▶ Data excerpts
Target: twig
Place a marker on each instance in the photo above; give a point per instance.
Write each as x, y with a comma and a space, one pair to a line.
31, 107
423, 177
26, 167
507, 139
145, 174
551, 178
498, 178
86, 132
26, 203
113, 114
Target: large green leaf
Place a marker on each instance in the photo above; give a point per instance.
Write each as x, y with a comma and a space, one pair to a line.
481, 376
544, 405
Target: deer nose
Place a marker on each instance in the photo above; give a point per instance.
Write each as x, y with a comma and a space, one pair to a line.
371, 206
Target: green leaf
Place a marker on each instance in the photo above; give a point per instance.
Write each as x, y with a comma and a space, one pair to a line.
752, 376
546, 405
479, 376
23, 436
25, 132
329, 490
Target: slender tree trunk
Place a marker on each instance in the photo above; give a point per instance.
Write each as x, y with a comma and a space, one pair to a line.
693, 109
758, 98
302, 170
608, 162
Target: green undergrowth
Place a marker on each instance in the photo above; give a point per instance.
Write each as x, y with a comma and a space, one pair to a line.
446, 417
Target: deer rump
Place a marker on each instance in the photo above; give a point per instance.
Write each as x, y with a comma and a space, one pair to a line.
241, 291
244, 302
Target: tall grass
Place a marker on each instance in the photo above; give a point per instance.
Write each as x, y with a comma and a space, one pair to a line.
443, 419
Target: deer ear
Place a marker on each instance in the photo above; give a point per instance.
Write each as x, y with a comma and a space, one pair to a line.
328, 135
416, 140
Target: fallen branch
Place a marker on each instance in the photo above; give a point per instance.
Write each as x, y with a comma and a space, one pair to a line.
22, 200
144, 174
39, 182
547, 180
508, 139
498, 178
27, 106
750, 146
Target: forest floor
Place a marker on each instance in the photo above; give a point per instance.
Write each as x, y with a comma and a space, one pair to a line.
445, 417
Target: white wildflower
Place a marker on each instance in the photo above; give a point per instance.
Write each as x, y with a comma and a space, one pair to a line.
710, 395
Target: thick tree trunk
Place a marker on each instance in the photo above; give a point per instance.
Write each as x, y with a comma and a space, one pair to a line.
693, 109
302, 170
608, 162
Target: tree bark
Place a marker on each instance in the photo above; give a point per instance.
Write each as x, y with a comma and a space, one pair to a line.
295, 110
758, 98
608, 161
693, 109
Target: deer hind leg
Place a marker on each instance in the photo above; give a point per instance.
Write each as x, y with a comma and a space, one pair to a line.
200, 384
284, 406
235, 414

▶ Task to carry out
Repeat the material in full. Change nothing.

▶ Completed exercise
Target: twig
Place a marker on each instance in the photo above; give a point per instance.
Write each as x, y with a comma and a space, one pair to a line.
31, 107
423, 177
26, 167
507, 139
145, 174
551, 178
498, 178
86, 132
26, 203
113, 114
Target: large green leaf
Place a marker on each instance in the photo above; give a point per instance.
Write each as x, y with a comma and a space, one pair to a line.
481, 376
544, 405
Target: deer nose
Place a marker on each instance in the photo above; give a point per instance.
Write each as x, y with a comma and a space, one pair to a line.
371, 206
Target: green leaf
Place a marker on each instance in the photo above; give a point per instance.
Write each as x, y with a comma and a space, one pair to a line.
752, 376
546, 405
479, 376
23, 436
25, 132
329, 490
Target: slender tree trunk
Place a marker on each instance in the photo above; give a point per instance.
Write each as x, y with a comma and a space, one pair to a line.
693, 109
758, 98
302, 170
608, 162
Target: green undergrowth
Place a marker on each instance in the photo above; give a point per instance.
Write each as x, y with a comma and a space, one pair to a line.
446, 417
Target: deer rump
Place a marker on each instance in the photo above; give a point per instance.
Write each as x, y with a comma and a space, one pair to a line.
241, 291
244, 302
Target: tall grass
Place a marker on each instance in the photo above; give a point per instance.
Write each as x, y with a comma and a space, one pair to a line.
443, 419
Target: deer ear
Place a marker on each instance in the photo above; give a point per instance.
Write each as x, y with a comma and a space, one pair to a line.
328, 135
416, 140
Target: fallen branch
Place a marker on each instance in the photo above; give a point per instance.
Write each as x, y with a comma and a space, one pair to a line.
22, 200
144, 174
39, 182
547, 180
508, 139
498, 178
27, 106
750, 146
Target: forest floor
Place a marker on each instance in the photo above; give a point per instance.
Write each as x, y with a comma and a space, one pair to a line.
445, 417
Target: white wildflower
Place a marker on each instance in the photo above; give a point per instance.
Write each as x, y with a comma and a space, one pair to a line.
710, 395
Target: thick tree trunk
Place a marker on each instance in the photo above; give a point per instance.
Write each as x, y with a comma and a space, one pair to a line.
693, 109
302, 170
608, 162
Target: tree bark
Place a marker on each instance in the photo above; give a point per instance.
Write each as x, y with a comma and a space, one pair to a line.
295, 110
758, 98
608, 161
693, 109
Target: deer hind leg
Place a marker on each instance in the photo above; give a point per instance.
Write each as x, y with a comma and a space, one pair to a line.
200, 384
284, 406
235, 414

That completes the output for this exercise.